### RECORDS FOR THE TASK
────────────────────────────────────────
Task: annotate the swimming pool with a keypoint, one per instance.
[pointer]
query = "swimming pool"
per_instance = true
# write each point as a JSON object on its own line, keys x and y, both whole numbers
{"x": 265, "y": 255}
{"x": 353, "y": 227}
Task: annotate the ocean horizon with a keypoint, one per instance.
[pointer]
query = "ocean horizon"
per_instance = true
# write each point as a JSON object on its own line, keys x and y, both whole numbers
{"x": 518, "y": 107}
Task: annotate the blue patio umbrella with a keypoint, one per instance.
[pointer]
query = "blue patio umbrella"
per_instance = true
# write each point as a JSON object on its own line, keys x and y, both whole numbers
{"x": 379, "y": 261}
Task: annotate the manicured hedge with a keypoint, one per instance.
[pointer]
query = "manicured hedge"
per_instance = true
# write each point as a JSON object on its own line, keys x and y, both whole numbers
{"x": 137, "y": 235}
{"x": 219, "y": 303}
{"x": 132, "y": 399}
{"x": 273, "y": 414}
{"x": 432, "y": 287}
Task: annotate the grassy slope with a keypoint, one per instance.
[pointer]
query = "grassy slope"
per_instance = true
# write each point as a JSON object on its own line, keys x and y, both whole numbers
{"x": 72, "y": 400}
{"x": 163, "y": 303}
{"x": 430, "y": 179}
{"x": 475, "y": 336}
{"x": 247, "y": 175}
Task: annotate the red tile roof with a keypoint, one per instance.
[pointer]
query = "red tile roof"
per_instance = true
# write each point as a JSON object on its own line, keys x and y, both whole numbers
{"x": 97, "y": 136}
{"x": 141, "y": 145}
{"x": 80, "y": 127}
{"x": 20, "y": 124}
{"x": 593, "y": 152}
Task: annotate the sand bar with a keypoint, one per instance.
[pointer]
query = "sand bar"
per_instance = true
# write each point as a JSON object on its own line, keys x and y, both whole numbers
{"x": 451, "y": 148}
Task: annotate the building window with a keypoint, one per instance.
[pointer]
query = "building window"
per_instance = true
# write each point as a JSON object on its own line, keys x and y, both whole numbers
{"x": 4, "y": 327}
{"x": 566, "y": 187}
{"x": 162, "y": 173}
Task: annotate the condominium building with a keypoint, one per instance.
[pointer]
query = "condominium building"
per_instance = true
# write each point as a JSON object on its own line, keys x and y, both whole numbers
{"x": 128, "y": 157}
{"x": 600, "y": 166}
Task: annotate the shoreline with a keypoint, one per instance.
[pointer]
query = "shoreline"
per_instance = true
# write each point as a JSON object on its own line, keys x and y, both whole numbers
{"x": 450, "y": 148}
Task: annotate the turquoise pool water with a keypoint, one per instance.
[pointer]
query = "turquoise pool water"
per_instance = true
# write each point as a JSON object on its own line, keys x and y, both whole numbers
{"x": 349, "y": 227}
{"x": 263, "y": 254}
────────────────────────────────────────
### PROBLEM STATEMENT
Make an exact copy of the records.

### EXERCISE RESPONSE
Task: annotate the swimming pool with a keypoint, one per instance.
[pointer]
query = "swimming pool"
per_instance = true
# write each point as a JSON object on its own line, keys x and y, both whole numbers
{"x": 265, "y": 255}
{"x": 353, "y": 227}
Task: annotate the ocean horizon with a keypoint, one per instance.
[pointer]
query = "ocean horizon"
per_instance = true
# write each point as a JSON object on its own line, keys x and y, both whole numbers
{"x": 518, "y": 107}
Task: annotate the blue patio umbrella with a keypoint, one per instance.
[pointer]
query = "blue patio umbrella"
per_instance = true
# write each point as a JSON object on its own line, keys x and y, both whole numbers
{"x": 379, "y": 261}
Task: annotate the manicured hedge with a keypoint, one per instance.
[pointer]
query = "manicured hedge"
per_instance = true
# write each point as a JSON object on its own line, keys x and y, both whole numbers
{"x": 137, "y": 235}
{"x": 219, "y": 303}
{"x": 132, "y": 399}
{"x": 273, "y": 414}
{"x": 432, "y": 287}
Task: annotate the grassy slope with a keypoint, one per instance.
[pointer]
query = "grassy slope"
per_instance = true
# write each point as a JSON object on its own line, keys x and y, both whole numbers
{"x": 72, "y": 400}
{"x": 163, "y": 303}
{"x": 430, "y": 179}
{"x": 475, "y": 336}
{"x": 247, "y": 175}
Task: annotate the red tile roof with a keypoint, one per instance.
[pointer]
query = "red tile roof"
per_instance = true
# write each point as a JSON object on its own line, keys x and y, both whole numbers
{"x": 97, "y": 136}
{"x": 141, "y": 145}
{"x": 80, "y": 127}
{"x": 20, "y": 124}
{"x": 593, "y": 152}
Task: annotate the sand bar with a keypoint, one per instance.
[pointer]
query = "sand bar"
per_instance = true
# write each point as a JSON object on its own line, keys x and y, both whole numbers
{"x": 451, "y": 148}
Task: annotate the building window with a keypoint, one per instance.
[pointer]
query = "building window"
per_instance = true
# write each point as a JSON object on its own line, keys x and y, both whole numbers
{"x": 4, "y": 327}
{"x": 566, "y": 187}
{"x": 162, "y": 173}
Task: annotate the condominium building with a keypoint, one per instance.
[pointer]
query = "condominium building"
per_instance = true
# write each point as a JSON object on its own line, keys x and y, both whole numbers
{"x": 128, "y": 157}
{"x": 600, "y": 166}
Task: annotate the shoreline with a keypoint, one per instance.
[pointer]
query = "shoreline"
per_instance = true
# write each point as a JSON object on its own line, keys x and y, both whole numbers
{"x": 450, "y": 148}
Task: annotate the turquoise pool water with a keypoint, one per instance.
[pointer]
query = "turquoise pool water"
per_instance = true
# write each point as a JSON object on its own line, keys x and y, both whole numbers
{"x": 349, "y": 227}
{"x": 263, "y": 254}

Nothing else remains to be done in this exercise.